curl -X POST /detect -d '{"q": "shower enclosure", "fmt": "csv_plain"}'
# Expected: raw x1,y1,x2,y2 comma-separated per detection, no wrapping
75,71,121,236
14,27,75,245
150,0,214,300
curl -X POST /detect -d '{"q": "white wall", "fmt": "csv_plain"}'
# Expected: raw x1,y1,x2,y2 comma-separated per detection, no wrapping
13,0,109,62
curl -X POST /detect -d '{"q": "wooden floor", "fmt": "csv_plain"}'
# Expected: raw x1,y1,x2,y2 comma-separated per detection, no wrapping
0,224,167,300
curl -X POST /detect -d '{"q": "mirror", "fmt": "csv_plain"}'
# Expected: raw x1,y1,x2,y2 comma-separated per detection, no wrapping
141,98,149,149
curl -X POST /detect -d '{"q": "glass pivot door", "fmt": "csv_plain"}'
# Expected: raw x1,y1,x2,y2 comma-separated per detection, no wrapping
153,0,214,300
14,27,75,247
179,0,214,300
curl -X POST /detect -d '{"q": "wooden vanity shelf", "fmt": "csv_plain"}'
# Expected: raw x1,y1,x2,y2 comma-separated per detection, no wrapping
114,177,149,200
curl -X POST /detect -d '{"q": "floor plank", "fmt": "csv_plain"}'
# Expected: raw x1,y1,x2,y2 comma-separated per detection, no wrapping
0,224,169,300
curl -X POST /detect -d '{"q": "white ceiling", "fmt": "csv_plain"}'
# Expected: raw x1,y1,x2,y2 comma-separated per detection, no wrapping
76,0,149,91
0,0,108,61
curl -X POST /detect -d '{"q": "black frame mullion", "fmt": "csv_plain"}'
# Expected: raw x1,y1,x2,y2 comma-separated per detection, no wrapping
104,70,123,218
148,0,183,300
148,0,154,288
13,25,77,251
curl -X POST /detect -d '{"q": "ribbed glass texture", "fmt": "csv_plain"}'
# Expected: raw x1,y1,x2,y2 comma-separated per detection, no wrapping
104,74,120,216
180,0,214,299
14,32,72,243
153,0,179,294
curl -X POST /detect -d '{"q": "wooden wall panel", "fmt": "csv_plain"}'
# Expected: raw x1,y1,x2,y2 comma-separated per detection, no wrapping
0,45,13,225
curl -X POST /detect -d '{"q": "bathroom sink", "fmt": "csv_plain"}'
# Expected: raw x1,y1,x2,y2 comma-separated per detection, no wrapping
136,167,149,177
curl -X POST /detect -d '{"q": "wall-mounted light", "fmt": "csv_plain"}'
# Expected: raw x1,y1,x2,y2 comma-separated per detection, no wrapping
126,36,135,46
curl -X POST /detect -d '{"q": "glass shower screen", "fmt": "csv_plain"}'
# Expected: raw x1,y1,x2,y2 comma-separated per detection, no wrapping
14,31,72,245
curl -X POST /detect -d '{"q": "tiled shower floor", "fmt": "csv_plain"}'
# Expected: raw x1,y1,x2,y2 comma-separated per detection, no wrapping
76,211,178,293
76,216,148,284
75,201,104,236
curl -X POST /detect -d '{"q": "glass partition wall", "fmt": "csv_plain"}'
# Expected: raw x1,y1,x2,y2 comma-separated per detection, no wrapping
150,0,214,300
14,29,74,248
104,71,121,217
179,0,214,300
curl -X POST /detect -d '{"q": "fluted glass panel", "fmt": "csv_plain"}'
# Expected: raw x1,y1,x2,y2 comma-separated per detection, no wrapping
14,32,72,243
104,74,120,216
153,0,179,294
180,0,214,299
++++++
Do this :: Can you update the rows above, from the first one through the line containing "114,177,149,200", so that "wooden" becomes "timber" and nothing else changes? Give back only that stretch.

Solved problem ::
curl -X POST /detect -d '{"q": "shower enclosure", "fmt": "csv_plain"}'
# Expected: raw x1,y1,x2,y2 comma-separated per detection, no wrapping
75,71,121,236
14,27,75,245
150,0,214,300
curl -X POST /detect -d '{"q": "white wall", "fmt": "csv_plain"}'
# Expected: raw x1,y1,x2,y2 comma-separated per detection, no wrapping
13,0,109,62
curl -X POST /detect -d '{"q": "timber floor", "fmt": "csv_plain"}'
# Expected: raw x1,y1,x2,y2 comma-separated per detection, no wrapping
0,224,167,300
curl -X POST /detect -d '{"q": "mirror", "fmt": "csv_plain"}'
# Expected: raw x1,y1,x2,y2 comma-separated per detection, no wrapping
141,98,149,149
curl -X POST /detect -d '{"q": "glass pivot door", "fmt": "csv_plain"}'
# Expected: raw x1,y1,x2,y2 comma-separated per detection, no wrapping
153,0,214,300
14,27,75,247
179,0,214,300
curl -X POST /detect -d '{"q": "timber vanity shelf", "fmt": "csv_plain"}'
# Expected: raw x1,y1,x2,y2 comma-separated per detection, no wrapping
114,177,149,200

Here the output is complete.